Collection entries
__________

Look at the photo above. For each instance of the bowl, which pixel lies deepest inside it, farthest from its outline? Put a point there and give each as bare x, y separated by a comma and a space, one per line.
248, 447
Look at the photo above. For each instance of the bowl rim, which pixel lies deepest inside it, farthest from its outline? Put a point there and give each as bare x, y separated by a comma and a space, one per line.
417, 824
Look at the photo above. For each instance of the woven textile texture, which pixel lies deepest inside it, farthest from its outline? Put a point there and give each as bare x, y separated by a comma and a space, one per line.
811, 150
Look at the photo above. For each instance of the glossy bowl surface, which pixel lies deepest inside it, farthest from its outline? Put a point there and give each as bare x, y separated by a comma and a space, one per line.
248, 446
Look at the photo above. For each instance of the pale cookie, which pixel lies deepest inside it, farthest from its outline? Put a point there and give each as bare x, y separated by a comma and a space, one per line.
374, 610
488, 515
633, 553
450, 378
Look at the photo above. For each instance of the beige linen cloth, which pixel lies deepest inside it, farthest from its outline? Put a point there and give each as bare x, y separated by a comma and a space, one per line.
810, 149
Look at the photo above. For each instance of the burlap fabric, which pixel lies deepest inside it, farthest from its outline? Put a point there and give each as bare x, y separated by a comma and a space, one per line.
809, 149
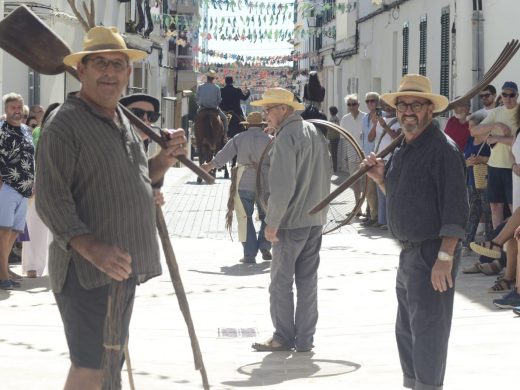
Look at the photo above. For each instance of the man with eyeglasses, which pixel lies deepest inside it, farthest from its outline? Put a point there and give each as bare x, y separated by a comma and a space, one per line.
95, 195
427, 209
487, 97
499, 127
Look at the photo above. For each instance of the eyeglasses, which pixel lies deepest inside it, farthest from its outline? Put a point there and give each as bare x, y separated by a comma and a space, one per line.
415, 106
151, 115
102, 63
268, 109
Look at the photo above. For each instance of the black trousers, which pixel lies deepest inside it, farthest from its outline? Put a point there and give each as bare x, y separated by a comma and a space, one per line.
423, 318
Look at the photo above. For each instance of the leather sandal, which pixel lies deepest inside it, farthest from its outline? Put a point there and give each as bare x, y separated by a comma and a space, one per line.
270, 345
487, 248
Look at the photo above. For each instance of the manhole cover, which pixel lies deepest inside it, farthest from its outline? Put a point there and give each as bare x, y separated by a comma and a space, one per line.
237, 332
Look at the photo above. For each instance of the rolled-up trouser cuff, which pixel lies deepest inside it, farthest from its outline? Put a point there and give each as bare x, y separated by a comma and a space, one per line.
411, 383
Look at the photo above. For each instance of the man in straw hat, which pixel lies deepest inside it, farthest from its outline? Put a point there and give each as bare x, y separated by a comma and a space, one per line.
427, 210
299, 176
209, 97
95, 195
248, 147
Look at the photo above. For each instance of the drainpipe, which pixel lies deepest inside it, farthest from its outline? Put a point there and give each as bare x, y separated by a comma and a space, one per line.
477, 21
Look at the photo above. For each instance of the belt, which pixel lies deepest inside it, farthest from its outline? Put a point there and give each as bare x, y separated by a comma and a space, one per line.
410, 244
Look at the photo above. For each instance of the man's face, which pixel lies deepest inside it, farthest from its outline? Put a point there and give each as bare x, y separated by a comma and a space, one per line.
104, 77
275, 114
414, 114
14, 112
509, 98
488, 98
353, 106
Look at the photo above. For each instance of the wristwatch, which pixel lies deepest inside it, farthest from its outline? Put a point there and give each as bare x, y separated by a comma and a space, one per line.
444, 256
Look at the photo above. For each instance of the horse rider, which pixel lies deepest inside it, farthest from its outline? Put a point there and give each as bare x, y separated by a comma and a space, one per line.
231, 97
209, 97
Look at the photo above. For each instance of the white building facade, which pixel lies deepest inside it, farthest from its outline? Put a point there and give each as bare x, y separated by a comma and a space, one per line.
453, 42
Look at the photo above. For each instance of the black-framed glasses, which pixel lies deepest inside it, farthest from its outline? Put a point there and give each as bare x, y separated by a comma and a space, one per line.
415, 106
102, 64
268, 109
151, 115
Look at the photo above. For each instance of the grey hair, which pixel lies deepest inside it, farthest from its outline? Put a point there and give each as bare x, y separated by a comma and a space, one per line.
11, 97
476, 117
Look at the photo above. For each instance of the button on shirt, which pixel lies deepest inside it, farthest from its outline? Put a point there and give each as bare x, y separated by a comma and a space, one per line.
17, 158
425, 185
93, 178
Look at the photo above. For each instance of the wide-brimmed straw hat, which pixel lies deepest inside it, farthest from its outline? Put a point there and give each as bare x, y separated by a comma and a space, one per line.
274, 96
419, 86
254, 119
101, 39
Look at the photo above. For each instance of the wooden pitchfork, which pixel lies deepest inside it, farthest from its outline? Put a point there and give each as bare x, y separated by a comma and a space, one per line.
26, 37
503, 59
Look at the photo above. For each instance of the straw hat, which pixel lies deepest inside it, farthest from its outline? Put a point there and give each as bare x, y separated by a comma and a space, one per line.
274, 96
254, 119
420, 86
101, 39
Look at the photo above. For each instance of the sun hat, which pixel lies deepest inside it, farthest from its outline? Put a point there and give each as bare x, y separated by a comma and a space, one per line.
419, 86
254, 118
278, 96
101, 39
140, 97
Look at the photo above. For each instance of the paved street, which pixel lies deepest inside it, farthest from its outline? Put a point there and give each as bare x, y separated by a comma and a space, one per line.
355, 346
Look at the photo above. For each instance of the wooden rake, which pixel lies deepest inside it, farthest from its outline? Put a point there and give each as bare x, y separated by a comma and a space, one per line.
503, 59
27, 38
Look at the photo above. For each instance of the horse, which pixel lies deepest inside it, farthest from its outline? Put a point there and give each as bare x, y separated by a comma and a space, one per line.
209, 136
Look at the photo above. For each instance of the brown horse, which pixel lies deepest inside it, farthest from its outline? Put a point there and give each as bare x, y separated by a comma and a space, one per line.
209, 135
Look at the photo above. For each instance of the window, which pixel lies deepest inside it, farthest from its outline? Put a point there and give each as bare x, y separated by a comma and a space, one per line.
445, 52
422, 45
406, 37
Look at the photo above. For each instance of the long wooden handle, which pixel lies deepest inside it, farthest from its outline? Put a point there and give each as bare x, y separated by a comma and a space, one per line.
355, 177
181, 294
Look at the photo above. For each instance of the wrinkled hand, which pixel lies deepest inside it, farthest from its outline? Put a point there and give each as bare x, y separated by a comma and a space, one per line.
270, 234
441, 275
112, 260
377, 173
176, 142
158, 197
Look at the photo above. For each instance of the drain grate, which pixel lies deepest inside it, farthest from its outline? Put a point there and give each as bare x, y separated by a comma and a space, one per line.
237, 332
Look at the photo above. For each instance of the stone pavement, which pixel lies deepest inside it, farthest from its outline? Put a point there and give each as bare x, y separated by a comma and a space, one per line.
355, 346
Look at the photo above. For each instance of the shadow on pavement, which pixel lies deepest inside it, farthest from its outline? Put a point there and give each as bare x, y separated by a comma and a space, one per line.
278, 367
240, 269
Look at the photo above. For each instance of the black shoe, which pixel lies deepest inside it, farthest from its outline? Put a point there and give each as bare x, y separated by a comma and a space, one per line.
266, 254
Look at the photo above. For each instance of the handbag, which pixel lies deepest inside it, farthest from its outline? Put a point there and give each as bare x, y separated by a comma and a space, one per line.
480, 172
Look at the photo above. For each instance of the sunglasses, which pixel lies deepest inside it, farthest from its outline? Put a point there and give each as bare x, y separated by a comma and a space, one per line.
151, 115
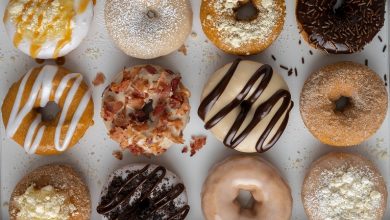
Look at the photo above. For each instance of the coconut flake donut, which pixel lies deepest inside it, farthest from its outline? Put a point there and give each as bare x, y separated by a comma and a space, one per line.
51, 192
246, 105
344, 186
148, 29
362, 114
146, 109
271, 194
143, 191
48, 29
223, 25
24, 104
340, 28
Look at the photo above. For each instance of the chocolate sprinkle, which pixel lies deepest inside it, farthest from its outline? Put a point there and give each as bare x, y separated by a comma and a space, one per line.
344, 30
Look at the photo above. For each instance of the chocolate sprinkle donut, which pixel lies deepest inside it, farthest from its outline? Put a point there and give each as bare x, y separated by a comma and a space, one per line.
144, 191
340, 28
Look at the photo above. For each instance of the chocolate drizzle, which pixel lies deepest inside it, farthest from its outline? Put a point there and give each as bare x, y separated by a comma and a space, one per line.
232, 139
345, 29
136, 197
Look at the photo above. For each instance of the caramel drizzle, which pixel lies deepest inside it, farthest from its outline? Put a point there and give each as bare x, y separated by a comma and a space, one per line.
232, 139
125, 193
39, 37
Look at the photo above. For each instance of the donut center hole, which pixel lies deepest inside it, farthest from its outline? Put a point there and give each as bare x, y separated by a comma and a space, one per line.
246, 11
245, 199
338, 8
342, 103
151, 14
49, 112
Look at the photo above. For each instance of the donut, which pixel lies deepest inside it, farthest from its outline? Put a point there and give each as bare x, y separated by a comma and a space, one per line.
340, 27
246, 105
365, 97
344, 186
146, 109
27, 99
143, 191
148, 29
271, 195
51, 192
223, 25
47, 29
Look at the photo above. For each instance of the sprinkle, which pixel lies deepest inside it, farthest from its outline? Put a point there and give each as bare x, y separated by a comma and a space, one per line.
283, 67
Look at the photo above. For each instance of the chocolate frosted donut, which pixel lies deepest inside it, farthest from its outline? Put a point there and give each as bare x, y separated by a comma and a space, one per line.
246, 105
343, 104
143, 191
340, 28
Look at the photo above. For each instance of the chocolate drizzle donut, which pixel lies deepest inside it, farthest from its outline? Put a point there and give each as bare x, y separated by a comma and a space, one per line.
259, 98
340, 28
144, 191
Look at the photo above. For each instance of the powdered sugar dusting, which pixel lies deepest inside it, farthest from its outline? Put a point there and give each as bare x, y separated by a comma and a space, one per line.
237, 33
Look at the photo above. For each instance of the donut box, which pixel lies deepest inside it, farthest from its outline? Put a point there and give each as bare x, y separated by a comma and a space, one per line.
94, 155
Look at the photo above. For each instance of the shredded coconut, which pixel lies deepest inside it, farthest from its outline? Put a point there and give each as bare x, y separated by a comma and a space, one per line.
346, 193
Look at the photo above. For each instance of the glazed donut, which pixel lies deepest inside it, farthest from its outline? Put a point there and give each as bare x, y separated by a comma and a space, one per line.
271, 193
25, 100
143, 191
146, 109
246, 105
148, 29
48, 30
51, 192
344, 28
344, 186
222, 25
364, 111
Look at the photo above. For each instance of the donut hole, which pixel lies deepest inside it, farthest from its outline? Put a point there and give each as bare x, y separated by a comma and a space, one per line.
246, 11
49, 112
342, 104
245, 199
339, 8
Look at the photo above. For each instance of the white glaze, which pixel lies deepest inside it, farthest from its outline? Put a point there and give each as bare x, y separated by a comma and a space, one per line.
43, 85
80, 27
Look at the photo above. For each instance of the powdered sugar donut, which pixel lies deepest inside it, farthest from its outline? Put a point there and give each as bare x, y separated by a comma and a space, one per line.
143, 191
48, 29
148, 29
146, 109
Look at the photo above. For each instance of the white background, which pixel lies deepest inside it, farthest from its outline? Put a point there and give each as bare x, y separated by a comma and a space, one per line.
92, 157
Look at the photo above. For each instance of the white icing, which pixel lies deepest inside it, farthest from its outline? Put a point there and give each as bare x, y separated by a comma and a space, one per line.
43, 85
80, 27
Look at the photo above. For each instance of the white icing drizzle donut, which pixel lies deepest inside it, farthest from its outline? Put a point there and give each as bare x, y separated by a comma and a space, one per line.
42, 89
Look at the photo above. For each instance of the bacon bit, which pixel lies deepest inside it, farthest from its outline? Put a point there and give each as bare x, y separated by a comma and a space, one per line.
151, 69
99, 79
176, 101
197, 143
120, 87
183, 50
118, 154
175, 83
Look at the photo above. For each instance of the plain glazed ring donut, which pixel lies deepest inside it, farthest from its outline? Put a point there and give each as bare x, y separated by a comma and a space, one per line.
271, 193
148, 29
364, 109
223, 25
344, 186
344, 28
27, 99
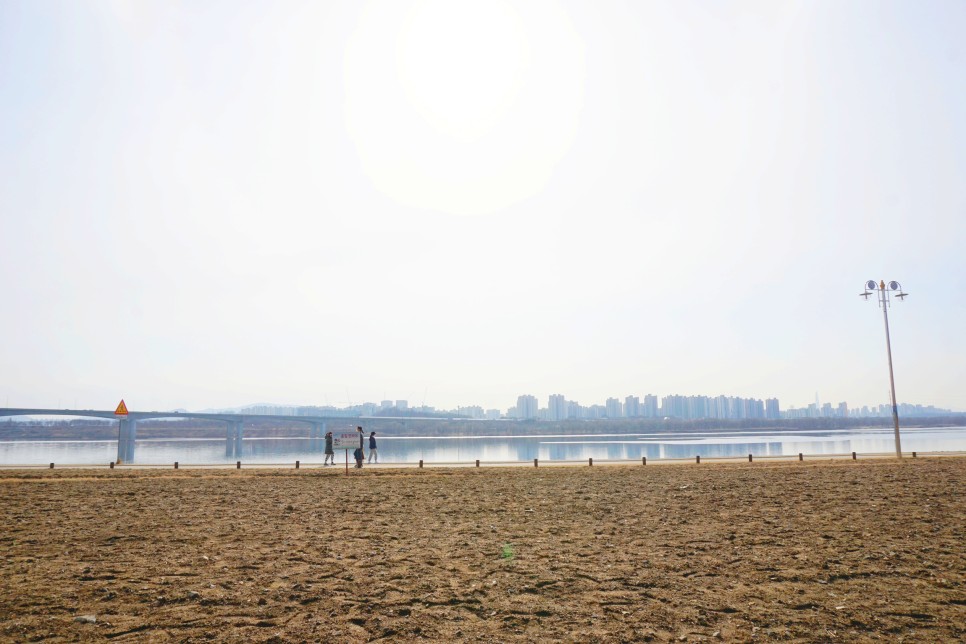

__________

Exercise brief:
What you write must match, line for line, the lines from the one with "white icing drizzle" through the last line of the data above, minus the pictures.

Output of the exercise:
Look at the photo above. For each instance of the white icing drizzle donut, which pixel lies deepest inside it, farthest from its outline? Put a point there and give each as bare x, y separated by a comma and a space, one per line.
42, 89
Look at the photo above. For each instance of the bacon bit, which pixel lies deepest inside it, farthest from its outline? Put a point there and give each as bare x, y separated by a comma and a space, one per line.
151, 69
99, 79
176, 101
197, 143
120, 87
183, 50
118, 154
175, 83
Look at the photo above. For each instance of the plain glazed ring donut, which pixel lies deepest inside it, farthest from its outline? Put a point there and give each as bare x, y separated by a comma and a space, one per line.
271, 193
148, 29
364, 109
223, 25
344, 186
344, 28
27, 99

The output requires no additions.